What is expected:
Convert every line of the records below into a Markdown table with the columns No. and Line, numbering each row and skipping blank lines.

:::::

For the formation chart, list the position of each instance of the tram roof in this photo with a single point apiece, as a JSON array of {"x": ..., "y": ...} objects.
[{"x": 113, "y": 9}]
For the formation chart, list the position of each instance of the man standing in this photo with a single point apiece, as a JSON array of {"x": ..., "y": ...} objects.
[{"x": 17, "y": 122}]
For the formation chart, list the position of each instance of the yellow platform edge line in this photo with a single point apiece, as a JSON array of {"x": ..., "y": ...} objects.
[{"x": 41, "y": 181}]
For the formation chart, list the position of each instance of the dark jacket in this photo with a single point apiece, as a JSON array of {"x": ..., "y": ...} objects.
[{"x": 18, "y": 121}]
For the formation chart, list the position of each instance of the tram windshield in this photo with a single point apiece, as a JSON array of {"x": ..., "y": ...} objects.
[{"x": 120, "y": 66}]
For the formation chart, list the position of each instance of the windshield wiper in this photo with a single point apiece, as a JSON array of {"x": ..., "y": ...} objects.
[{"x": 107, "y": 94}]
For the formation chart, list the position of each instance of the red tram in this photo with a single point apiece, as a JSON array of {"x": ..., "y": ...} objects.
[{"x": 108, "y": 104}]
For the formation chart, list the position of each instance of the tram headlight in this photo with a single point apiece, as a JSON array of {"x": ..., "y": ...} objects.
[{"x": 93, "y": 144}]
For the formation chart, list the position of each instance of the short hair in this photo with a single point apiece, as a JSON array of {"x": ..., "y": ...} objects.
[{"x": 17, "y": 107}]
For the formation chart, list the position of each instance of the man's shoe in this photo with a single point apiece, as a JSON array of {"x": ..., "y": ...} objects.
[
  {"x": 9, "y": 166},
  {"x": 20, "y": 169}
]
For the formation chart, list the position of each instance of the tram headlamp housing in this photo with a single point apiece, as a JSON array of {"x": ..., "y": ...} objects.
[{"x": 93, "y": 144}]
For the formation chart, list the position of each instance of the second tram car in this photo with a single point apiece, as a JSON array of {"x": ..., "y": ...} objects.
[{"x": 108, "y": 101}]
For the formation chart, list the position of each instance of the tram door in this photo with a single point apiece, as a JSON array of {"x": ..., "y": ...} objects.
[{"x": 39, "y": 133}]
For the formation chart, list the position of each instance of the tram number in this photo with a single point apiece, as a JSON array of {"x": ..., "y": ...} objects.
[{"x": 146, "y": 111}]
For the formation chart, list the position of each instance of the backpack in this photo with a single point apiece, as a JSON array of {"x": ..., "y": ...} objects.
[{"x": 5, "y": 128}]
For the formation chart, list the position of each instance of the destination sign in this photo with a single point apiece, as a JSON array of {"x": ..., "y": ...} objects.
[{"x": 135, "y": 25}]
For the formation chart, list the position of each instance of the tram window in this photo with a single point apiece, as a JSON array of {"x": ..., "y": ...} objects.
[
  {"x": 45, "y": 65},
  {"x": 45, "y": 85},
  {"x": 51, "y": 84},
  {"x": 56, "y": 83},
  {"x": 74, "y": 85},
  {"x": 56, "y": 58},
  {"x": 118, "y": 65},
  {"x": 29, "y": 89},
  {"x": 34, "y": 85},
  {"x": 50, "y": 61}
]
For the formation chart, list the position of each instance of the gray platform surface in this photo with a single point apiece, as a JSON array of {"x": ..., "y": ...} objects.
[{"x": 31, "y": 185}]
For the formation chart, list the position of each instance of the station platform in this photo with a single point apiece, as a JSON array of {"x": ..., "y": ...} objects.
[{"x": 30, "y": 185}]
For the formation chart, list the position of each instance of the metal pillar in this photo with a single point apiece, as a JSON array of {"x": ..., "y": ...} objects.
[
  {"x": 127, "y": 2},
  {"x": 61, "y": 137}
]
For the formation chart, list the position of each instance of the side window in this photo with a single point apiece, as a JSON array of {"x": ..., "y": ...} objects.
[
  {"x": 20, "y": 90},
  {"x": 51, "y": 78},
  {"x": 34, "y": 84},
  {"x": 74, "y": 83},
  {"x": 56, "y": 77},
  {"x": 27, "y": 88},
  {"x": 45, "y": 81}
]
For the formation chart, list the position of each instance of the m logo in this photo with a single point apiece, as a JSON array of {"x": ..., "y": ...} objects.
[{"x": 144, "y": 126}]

:::::

Solution:
| No. | Line |
|---|---|
| 1 | For the formation chart, list the position of each instance of the tram roof in this photo with a single point apiece, as a JSON array of {"x": ..., "y": ...} objects. |
| 2 | [{"x": 113, "y": 9}] |
| 3 | For the formation chart, list the position of each instance of the man standing in this photo with a single point apiece, as a JSON array of {"x": ..., "y": ...} objects. |
| 4 | [{"x": 17, "y": 122}] |
| 5 | For the formation chart, list the position of each instance of the yellow platform edge line in this photo with a single point apiece, as a JSON array of {"x": ..., "y": ...} objects. |
| 6 | [{"x": 41, "y": 181}] |
| 7 | For the formation chart, list the position of each instance of the dark jacket in this photo with a single point apiece, as a JSON array of {"x": ..., "y": ...} objects. |
| 8 | [{"x": 18, "y": 121}] |
| 9 | For the formation chart, list the position of each instance of the tram windshield in this photo with a single point apiece, as a JSON array of {"x": ..., "y": ...} objects. |
| 10 | [{"x": 120, "y": 66}] |
| 11 | For the formation chart, list the position of each instance of the windshield wiper in this photo with a single point apiece, as a JSON array of {"x": ..., "y": ...} objects. |
| 12 | [{"x": 107, "y": 94}] |
| 13 | For the formation chart, list the position of each instance of the red tram in this photo with a single point apiece, as a JSON array of {"x": ..., "y": ...} objects. |
| 14 | [{"x": 108, "y": 104}] |
| 15 | For the formation chart, list the position of each instance of the tram headlight in this photo with a single point apiece, as a JSON array of {"x": ..., "y": ...} objects. |
| 16 | [{"x": 93, "y": 144}] |
| 17 | For the formation chart, list the position of each instance of the short hair in this photo with a single point apiece, as a JSON array of {"x": ..., "y": ...} objects. |
| 18 | [{"x": 17, "y": 107}] |
| 19 | For the formation chart, list the position of each instance of the man's shoe in this photo with a single point apiece, as a JSON array of {"x": ..., "y": ...} objects. |
| 20 | [ |
| 21 |   {"x": 9, "y": 166}, |
| 22 |   {"x": 20, "y": 169} |
| 23 | ] |
| 24 | For the formation chart, list the position of each instance of the tram headlamp housing in this photo with a single point apiece, as a JSON array of {"x": ..., "y": ...} objects. |
| 25 | [{"x": 93, "y": 144}] |
| 26 | For the formation chart, list the position of each instance of the second tram car in this photo with a single point apiece, as a JSON array of {"x": ..., "y": ...} objects. |
| 27 | [{"x": 108, "y": 101}] |
| 28 | For the formation chart, list the position of each instance of the tram door in this photo with a single point apiece, as a JSON array of {"x": ..., "y": ...} objects. |
| 29 | [{"x": 39, "y": 133}] |
| 30 | For the formation chart, list the position of each instance of the tram number in this photo with a single point apiece, as a JSON array of {"x": ..., "y": ...} objects. |
| 31 | [{"x": 146, "y": 111}] |
| 32 | For the formation chart, list the position of each instance of the backpack in this photo with a single point apiece, as a JSON array of {"x": ..., "y": ...} objects. |
| 33 | [{"x": 5, "y": 128}] |
| 34 | For the formation chart, list the position of each instance of the destination sign in this photo with a single point apiece, as a JSON array of {"x": ..., "y": ...} objects. |
| 35 | [{"x": 135, "y": 25}] |
| 36 | For the formation chart, list the position of each instance of the tram window in this photo with a single point apiece, as a JSON array of {"x": ..., "y": ...} objects. |
| 37 | [ |
| 38 |   {"x": 45, "y": 65}, |
| 39 |   {"x": 45, "y": 85}, |
| 40 |   {"x": 51, "y": 84}, |
| 41 |   {"x": 56, "y": 83}, |
| 42 |   {"x": 74, "y": 85}, |
| 43 |   {"x": 56, "y": 58}, |
| 44 |   {"x": 118, "y": 65}, |
| 45 |   {"x": 29, "y": 89}, |
| 46 |   {"x": 34, "y": 85}, |
| 47 |   {"x": 50, "y": 61} |
| 48 | ] |
| 49 | For the formation chart, list the position of each instance of the gray platform surface in this photo with a single point apiece, as a JSON array of {"x": ..., "y": ...} objects. |
| 50 | [{"x": 31, "y": 185}] |
| 51 | For the formation chart, list the position of each instance of the station platform in this photo with a single point apiece, as a JSON array of {"x": ..., "y": ...} objects. |
| 52 | [{"x": 30, "y": 185}] |
| 53 | For the formation chart, list the position of each instance of the metal pillar in this photo with a single point apiece, as a JSON array of {"x": ..., "y": ...} objects. |
| 54 | [ |
| 55 |   {"x": 127, "y": 2}, |
| 56 |   {"x": 61, "y": 137} |
| 57 | ] |
| 58 | For the formation chart, list the position of each instance of the side window in this photo with a single point apiece, as a JSON array of {"x": ..., "y": ...} objects. |
| 59 | [ |
| 60 |   {"x": 20, "y": 90}, |
| 61 |   {"x": 51, "y": 78}, |
| 62 |   {"x": 34, "y": 84}, |
| 63 |   {"x": 74, "y": 83}, |
| 64 |   {"x": 56, "y": 77}, |
| 65 |   {"x": 27, "y": 88}, |
| 66 |   {"x": 45, "y": 81} |
| 67 | ] |
| 68 | For the formation chart, list the position of each instance of the m logo in this photo with a single point apiece, as a JSON array of {"x": ..., "y": ...} objects. |
| 69 | [{"x": 144, "y": 126}] |